■ **PROBLEM**:
Below is a text on how one human language became many. For each statement, answer yes or no to whether the text agrees, and quote the deciding words: 1. Wade proposes that the group that left Africa spoke a single language. 2. Wade's account blames the split of that language on pride. 3. In the Genesis account, the tower was built of stone.

Those people talk funny
Coming to a plain in Shinar, they made bricks to build a tower to reach heaven. God, seeing this, was irritated: "Look, they are one people, and they have all one language; and this is only the beginning of what they will do; nothing that they propose to do will now be impossible for them. Come, let us go down, and confuse their language there, so that they will not understand one another’s speech." Thus, at Babel, the one language of human beings was broken into many languages.
Genesis has one version of the origin of the confusion of tongues. Another can be found in Nicholas Wade's recent book, Before the Dawn: Recovering the Lost History of Our Ancestors. It wasn't pride or striving to rival God; it was hostility.
Wade ties together archaeological and anthropological information with recent research in genetics to present theories about the evolution of modern humans. If, as Wade proposes, a small group of no more than a couple of hundred modern humans, speaking one language, left Africa 50,000 years ago to become the ancestors of all living humans, what happened to that language?
His answer is that our early ancestors split into small hunter-gatherer groups as population grew. Because hunter-gatherers tend to isolate themselves into small, clearly defined territories and treat competing groups with hostility, it was inevitable that language would evolve into dialects that "serve to distinguish friend from foe."

■ **RECORDED DATA**:
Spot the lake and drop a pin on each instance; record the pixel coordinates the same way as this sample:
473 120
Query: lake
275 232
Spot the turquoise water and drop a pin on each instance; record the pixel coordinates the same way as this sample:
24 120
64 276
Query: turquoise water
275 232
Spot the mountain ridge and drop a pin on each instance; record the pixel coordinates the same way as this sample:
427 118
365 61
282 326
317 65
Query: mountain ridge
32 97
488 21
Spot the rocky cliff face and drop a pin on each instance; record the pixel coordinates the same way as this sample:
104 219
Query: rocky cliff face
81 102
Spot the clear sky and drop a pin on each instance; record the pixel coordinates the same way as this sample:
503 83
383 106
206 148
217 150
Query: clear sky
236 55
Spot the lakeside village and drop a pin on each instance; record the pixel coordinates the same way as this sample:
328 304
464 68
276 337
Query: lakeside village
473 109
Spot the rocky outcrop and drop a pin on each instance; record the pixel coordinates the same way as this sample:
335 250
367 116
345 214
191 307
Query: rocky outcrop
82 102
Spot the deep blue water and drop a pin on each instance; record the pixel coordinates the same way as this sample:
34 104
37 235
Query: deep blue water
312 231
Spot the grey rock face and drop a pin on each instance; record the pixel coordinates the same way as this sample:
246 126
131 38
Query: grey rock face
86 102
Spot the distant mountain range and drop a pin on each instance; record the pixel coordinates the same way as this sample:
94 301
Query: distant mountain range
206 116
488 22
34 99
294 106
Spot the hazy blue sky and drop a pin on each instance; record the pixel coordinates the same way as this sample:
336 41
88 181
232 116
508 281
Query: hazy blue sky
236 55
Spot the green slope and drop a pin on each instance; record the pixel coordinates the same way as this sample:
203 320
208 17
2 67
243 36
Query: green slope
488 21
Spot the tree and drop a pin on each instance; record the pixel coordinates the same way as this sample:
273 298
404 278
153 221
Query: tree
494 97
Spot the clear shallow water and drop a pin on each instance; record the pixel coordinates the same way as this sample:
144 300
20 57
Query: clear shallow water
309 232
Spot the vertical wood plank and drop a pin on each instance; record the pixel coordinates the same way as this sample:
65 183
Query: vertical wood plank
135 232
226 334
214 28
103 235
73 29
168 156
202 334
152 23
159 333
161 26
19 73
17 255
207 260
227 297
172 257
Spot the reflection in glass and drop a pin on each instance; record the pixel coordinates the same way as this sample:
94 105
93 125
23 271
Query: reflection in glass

■ **EXERCISE OUTPUT**:
1. Yes: "a small group of no more than a couple of hundred modern humans, speaking one language, left Africa 50,000 years ago"
2. No: "It wasn't pride or striving to rival God; it was hostility."
3. No: "they made bricks to build a tower to reach heaven"